| Texto |
----

Seja abençoada a violência policial e louvados os agressores

Nacional

Para mim seria líquido que ver uma pessoa a ser asfixiada até à inconsciência mereceria o repúdio generalizado de toda a gente. Essa mesma gente que – isto a propósito da data – é maioritariamente crente em valores de bondade e amor ao próximo que professa a religião católica.

Devo ter-me enganado redondamente, a maioria preferiu a parte da ira e da vingança até ao ridículo e pergunta «mas o que estava ele a fazer?», «o militar estava a cumprir o seu dever!», «temos que saber se ele não estava a cometer um crime». Temos? Vi uma mensagem de um jornalista a defender em absoluto a acção de um militar porque o cidadão estaria a «coagir» a funcionária a fazer-lhe o IRS – o que nós vemos é uma pessoa do outro lado de um balcão bem alto – e a incomodá-la (bem, já sei o que fazer da próxima vez que a Autoridade Tributária violar todos os meus direitos de defesa, o que não é raro). Ainda disse o «mata leão» é uma técnica militar usada para a imobilização e não mata. Fiquei muito mais descansada.

Depois li o comunicado da Associação Sócio-Profissional que espera que a acção daquela pessoa – que nunca se identificou devidamente – «mereça público louvor».

E sempre uma afirmação subjacente – e perigosa – de que é proibido filmar (em absoluto) por se tratar de um local público e por isso a pessoa em causa estava a cometer um crime. Será?

De acordo com o Tribunal Constitucional o objecto do direito a própria imagem é: “o retrato físico da pessoa, em pintura, fotografia, desenho, slide, ou outra qualquer forma de representação gráfica, e não a imagem em que os outros fazem de cada um de nos. Ele não consiste, por isso, num direito de cada pessoa a ser representada publicamente de acordo com aquilo que ela realmente é ou pensa ser.  “O conceito do direito a própria imagem, por tanto, consiste na faculdade de aproveitar ou de excluir a possibilidade de representação gráfica das expressões pessoal visível do aspecto físico externo que singularizam e tornam reconhecível figura da pessoa humana”.

----

| Registos |
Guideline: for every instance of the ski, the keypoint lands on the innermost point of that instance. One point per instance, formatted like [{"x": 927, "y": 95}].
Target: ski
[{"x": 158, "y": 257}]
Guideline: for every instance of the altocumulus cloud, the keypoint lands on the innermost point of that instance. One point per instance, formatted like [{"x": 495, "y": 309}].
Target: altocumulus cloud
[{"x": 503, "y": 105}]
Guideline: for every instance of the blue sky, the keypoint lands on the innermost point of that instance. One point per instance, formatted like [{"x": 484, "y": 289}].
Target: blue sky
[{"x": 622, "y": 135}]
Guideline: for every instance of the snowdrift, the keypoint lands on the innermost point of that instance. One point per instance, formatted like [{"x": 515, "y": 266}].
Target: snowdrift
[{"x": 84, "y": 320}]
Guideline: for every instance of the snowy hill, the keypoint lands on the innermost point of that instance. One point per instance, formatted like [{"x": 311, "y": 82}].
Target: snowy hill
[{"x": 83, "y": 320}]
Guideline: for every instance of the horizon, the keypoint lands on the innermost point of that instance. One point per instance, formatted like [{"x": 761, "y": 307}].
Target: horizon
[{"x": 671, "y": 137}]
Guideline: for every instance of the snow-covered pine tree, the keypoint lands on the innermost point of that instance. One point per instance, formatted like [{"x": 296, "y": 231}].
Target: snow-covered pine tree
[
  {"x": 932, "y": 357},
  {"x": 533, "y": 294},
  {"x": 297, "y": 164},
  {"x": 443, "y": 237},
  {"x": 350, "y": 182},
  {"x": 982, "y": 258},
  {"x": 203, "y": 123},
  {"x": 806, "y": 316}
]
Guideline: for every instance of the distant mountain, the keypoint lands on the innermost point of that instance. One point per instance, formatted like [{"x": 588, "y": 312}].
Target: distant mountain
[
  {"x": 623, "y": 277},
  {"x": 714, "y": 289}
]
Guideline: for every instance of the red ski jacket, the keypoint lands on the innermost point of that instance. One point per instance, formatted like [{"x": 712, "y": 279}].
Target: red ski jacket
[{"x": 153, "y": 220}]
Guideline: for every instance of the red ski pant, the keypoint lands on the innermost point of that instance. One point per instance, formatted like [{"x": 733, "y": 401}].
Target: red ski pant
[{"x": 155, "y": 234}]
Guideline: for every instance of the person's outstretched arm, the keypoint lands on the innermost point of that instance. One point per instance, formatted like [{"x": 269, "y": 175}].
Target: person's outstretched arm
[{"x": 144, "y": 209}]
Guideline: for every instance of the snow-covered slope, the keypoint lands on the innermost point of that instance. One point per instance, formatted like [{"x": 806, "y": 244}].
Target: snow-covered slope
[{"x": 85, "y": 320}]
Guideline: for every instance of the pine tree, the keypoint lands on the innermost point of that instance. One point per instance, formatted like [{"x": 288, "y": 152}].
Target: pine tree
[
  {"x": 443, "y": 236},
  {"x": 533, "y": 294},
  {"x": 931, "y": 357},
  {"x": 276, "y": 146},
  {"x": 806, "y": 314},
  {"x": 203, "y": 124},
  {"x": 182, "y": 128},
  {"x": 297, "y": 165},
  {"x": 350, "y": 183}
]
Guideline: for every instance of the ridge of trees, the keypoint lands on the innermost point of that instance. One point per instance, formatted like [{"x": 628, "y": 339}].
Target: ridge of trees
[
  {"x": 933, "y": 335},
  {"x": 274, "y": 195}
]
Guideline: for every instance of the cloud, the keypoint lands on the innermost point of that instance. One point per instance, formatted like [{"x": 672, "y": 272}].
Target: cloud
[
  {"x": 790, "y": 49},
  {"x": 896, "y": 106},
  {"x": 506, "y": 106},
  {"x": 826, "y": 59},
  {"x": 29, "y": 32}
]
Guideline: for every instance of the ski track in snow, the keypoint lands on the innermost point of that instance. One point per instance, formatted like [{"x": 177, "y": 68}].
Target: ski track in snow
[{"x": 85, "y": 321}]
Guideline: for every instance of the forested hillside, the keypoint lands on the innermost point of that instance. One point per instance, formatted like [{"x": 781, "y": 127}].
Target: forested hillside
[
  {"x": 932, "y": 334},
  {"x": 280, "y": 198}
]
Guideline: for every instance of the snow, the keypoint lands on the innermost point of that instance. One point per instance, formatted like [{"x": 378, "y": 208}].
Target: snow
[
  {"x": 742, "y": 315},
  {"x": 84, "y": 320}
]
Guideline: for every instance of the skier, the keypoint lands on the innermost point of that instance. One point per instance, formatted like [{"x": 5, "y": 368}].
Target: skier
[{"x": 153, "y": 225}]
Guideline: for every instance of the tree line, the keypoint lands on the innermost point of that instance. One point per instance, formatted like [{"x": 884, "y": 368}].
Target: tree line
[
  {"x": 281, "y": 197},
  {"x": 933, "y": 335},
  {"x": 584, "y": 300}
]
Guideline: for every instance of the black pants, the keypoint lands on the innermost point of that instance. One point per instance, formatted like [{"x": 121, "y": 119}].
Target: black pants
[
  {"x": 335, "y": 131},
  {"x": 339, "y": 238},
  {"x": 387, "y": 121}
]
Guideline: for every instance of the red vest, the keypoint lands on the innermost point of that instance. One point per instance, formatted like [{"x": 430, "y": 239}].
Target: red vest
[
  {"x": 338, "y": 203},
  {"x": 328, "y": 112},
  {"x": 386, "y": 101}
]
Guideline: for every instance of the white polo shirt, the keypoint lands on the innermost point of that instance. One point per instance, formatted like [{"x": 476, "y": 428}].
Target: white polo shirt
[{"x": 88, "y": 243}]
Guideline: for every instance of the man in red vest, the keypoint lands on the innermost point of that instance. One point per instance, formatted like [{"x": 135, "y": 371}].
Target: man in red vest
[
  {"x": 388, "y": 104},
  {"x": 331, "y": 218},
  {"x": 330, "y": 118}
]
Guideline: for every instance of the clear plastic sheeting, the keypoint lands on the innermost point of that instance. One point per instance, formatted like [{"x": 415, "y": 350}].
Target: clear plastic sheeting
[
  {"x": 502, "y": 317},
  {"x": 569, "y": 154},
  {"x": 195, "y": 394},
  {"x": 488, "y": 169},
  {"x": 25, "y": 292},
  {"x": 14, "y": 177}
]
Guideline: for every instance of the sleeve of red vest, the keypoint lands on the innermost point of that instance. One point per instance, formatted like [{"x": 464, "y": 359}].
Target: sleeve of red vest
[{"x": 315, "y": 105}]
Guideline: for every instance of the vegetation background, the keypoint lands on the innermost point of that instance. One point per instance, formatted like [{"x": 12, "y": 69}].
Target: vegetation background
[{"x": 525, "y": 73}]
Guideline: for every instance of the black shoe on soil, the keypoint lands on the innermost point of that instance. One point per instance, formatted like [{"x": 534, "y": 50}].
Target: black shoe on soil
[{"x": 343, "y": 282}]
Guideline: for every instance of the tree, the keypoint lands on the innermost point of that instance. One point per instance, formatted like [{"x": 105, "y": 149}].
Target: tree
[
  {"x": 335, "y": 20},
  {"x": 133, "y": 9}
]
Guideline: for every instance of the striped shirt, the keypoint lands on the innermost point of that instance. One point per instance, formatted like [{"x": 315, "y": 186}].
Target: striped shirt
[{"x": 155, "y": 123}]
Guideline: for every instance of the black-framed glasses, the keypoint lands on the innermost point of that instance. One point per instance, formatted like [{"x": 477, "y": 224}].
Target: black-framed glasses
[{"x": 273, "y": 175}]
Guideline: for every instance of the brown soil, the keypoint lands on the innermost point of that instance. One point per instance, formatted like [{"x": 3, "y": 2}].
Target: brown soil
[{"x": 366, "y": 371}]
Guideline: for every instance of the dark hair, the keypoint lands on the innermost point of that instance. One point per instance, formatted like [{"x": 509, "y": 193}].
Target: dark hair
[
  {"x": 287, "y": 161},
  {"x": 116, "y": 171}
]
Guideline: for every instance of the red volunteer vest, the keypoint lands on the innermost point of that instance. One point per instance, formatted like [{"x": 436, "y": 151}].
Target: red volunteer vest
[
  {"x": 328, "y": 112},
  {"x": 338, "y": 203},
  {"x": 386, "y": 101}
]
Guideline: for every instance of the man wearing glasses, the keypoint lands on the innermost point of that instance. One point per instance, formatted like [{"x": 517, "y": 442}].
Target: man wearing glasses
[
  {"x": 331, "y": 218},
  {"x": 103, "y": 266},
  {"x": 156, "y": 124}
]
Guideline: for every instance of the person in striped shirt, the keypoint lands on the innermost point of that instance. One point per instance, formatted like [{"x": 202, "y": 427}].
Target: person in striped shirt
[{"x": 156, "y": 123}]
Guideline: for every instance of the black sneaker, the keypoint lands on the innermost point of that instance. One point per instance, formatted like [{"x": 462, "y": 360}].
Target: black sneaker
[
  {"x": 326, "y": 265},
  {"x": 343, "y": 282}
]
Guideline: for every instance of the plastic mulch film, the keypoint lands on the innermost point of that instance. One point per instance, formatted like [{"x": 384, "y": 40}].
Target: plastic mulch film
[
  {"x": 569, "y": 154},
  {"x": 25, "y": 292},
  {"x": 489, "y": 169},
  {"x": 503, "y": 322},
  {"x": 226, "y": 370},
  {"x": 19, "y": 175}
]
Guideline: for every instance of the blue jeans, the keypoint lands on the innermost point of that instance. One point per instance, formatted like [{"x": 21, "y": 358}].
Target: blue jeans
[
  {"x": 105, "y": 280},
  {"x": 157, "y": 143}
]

----

| Exercício breve 1 |
No texto, que espera o comunicado da Associação Sócio-Profissional acerca da acção daquela pessoa?
| Exercício breve 2 |
Reproduza o trecho do texto que começa em "E sempre uma" e termina em "um crime. Será?".

| Resposta 1 |
Que a acção daquela pessoa «mereça público louvor».

| Resposta 2 |
E sempre uma afirmação subjacente – e perigosa – de que é proibido filmar (em absoluto) por se tratar de um local público e por isso a pessoa em causa estava a cometer um crime. Será?